-- Document segment --
The contract, which was expressly subject to English law and High Court jurisdiction, is contained in or evidenced by two faxes from Kolmar dated 28 th August 2007. It also provided that Incoterms 2000 should apply where not in conflict with the other conditions of the contract.


Clause A4 of Incoterms 2000 provided that:

“The seller must deliver the goods on the date or within the agreed period at the named port of shipment and in the manner customary at the port onboard the vessel nominated by the buyer”.


On 27 th August 2007 Mr Sudarshan Tapuriah (“Mr Tapuriah”), a director of Traxpo, the person with whom the contract had been agreed, e-mailed Ms Tara John (“Ms John”), the managing director of Meteor 5A Neelamber, Kolmar's local representative in India, details of Traxpo's stock position of methanol as at that day, giving details of the quantities landed from various vessels and the tanks into which the various quantities had been discharged. The total was said to be 29,211.636 m.t.


Kolmar wanted the methanol in order to sell it, via a sale to Kolmar Inc, to Methanex, an important customer in the United States of America and one of the world's largest methanol companies. In August 2007 Methanex was experiencing production problems and had an urgent requirement for cargoes. The USA prohibits the importation of methanol originating from Iran or China.


On 29 th August 2007 Mr Tapuriah e-mailed Ms John, requesting an amendment to provide that the quantities should be 15,000 m.t +/—5% at Sellers' option and 2–3,000 m.t. +/—5% at Sellers' option respectively; but this proposed amendment was never agreed to.

Nomination of the vessel


On 29 th August 2007 Meteor Private Ltd forwarded to Traxpo Kolmar's nomination of the vessel “Fairchem Mustang”. (Nothing turns on any distinction between one Meteor company and another and I shall refer to them simply as “Meteor”). The nomination provided for a cargo with a minimum quantity of 17,500 m.t up to a full cargo in charterer's option of about 17,526 m.t., for laytime of 250 mt/hr shinc and for demurrage at $ 20,000 pdpr. Traxpo accepted this nomination subject to laytime being at 175 m.t./hr to which Kolmar was prepared to agree.

-- Supplied data --
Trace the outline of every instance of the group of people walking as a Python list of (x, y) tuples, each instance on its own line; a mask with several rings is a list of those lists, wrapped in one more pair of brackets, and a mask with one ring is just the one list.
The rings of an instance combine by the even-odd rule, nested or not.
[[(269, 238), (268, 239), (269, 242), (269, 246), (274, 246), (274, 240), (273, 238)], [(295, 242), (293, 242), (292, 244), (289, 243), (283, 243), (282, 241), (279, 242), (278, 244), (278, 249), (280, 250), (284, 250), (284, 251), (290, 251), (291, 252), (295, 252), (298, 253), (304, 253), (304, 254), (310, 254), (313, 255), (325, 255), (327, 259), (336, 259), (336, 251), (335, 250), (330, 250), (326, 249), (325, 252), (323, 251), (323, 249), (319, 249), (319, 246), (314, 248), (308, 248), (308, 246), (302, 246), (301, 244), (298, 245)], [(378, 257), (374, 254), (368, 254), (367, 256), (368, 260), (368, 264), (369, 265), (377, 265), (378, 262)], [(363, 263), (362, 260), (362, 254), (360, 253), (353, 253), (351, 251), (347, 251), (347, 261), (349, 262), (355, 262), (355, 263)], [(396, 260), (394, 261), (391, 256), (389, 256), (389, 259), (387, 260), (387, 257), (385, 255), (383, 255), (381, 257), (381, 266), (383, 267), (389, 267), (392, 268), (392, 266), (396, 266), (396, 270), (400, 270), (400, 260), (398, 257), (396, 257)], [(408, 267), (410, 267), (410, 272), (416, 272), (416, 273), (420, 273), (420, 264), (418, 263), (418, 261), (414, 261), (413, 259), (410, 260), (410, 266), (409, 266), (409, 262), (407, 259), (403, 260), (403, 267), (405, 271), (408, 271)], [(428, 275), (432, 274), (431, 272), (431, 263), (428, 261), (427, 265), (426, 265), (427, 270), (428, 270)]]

-- Problem details --
Carry on the judgment passage about the methanol sale between Traxpo and Kolmar, starting immediately after its last sentence.

-- Exercise response --
It seems that, when the contract was made, Traxpo did not have access to sufficient cargo at the same or a lesser price with which to be able to supply Kolmar at the contract price. After the contract was made the market price of methanol increased dramatically and, as will become apparent, Traxpo found itself driven to attempt to escape from its contractual obligations.


Intertek Caleb Brett (“Intertek”) was asked by Meteor to sample 8 tanks from two different terminals at Kandla —2 at United Storage and Tank Terminals Ltd (“USTTL”) and 6 at Friends Salt Works and Allied Industries Ltd (“FSWAL”). These tanks had about 20,800 m.t. in them in all. When Intertek tested them the acidity in the methanol was found to be higher than the contract maximum of 30 mg/kg in all of the tanks. This was, however, a problem which could be addressed by the use of caustic soda. The potassium permanganate was found to be excessive in one of them. Intertek also tested a further 9 shore tanks including two tanks from another terminal – Friends Oil and Chemicals Terminal. The 17 tanks were tanks from among which it had been indicated to Mr Joseph, Meteor's operations manager, that the methanol would be drawn.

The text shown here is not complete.